Work to complete - Look through the listing below and report how many lines contain "round", as a bare number.

------ Data records

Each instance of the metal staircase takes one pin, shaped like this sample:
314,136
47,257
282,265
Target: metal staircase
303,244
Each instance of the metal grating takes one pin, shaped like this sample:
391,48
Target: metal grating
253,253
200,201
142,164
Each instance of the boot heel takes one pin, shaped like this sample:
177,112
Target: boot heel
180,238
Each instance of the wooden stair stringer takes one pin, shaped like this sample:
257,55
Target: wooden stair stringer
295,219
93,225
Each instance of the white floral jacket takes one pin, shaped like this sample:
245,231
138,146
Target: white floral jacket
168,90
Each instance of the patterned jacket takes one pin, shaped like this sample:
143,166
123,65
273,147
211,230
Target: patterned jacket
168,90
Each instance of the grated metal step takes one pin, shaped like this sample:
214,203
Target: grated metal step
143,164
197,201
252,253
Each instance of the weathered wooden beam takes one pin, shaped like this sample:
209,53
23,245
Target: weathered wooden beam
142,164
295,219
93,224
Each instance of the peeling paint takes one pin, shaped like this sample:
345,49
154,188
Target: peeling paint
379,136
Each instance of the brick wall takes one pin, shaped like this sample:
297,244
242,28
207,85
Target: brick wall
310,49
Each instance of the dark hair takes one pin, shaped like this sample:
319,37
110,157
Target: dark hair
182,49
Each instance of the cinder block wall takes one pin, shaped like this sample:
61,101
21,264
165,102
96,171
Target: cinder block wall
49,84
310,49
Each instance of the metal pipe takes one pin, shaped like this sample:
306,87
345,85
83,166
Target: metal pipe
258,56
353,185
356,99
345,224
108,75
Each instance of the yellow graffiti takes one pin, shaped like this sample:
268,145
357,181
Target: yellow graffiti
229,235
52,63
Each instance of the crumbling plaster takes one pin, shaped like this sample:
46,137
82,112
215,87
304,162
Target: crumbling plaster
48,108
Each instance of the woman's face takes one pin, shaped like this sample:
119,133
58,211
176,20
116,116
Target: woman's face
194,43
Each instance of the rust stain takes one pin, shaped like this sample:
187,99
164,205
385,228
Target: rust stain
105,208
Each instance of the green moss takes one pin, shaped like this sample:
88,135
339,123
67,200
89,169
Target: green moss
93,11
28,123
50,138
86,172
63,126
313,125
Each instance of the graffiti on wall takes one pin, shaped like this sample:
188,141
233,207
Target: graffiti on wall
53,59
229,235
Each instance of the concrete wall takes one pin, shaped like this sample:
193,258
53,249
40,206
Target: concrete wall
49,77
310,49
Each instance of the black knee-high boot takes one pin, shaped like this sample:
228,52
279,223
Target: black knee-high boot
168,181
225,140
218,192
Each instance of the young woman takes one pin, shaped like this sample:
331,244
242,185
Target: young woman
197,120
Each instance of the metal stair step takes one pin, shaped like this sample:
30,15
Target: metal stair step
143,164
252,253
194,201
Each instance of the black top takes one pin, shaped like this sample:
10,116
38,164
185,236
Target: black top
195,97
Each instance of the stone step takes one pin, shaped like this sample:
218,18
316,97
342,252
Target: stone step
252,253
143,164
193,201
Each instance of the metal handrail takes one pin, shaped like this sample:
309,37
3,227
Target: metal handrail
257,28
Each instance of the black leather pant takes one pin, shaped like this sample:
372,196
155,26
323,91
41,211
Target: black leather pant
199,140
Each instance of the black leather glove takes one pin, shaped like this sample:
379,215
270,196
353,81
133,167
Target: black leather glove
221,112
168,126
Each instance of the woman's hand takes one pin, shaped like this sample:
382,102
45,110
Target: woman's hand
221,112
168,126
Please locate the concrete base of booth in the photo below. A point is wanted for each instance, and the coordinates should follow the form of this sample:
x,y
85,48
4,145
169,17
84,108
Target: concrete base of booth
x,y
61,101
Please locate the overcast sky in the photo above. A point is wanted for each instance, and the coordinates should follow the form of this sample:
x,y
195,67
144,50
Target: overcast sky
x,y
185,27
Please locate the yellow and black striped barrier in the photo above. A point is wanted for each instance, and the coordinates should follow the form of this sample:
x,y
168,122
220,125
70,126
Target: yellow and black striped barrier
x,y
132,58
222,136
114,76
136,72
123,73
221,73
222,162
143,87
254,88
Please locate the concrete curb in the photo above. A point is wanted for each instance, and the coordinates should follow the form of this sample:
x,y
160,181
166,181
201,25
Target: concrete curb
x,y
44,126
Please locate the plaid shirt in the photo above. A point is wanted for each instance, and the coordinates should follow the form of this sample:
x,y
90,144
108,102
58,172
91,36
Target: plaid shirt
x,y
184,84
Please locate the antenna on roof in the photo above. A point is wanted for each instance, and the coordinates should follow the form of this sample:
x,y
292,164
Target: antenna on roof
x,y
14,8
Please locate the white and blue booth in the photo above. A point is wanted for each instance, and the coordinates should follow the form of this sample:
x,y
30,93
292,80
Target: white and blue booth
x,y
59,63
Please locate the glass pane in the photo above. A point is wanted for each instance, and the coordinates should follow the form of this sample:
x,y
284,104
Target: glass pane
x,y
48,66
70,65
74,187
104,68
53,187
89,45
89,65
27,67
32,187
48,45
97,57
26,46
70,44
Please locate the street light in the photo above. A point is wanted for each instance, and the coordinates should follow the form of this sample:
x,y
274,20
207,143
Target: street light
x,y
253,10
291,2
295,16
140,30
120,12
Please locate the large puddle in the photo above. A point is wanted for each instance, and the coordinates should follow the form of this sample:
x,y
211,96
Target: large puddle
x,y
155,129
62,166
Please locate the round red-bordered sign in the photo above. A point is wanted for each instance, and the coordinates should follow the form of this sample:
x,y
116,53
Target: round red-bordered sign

------------

Result of this exercise - 2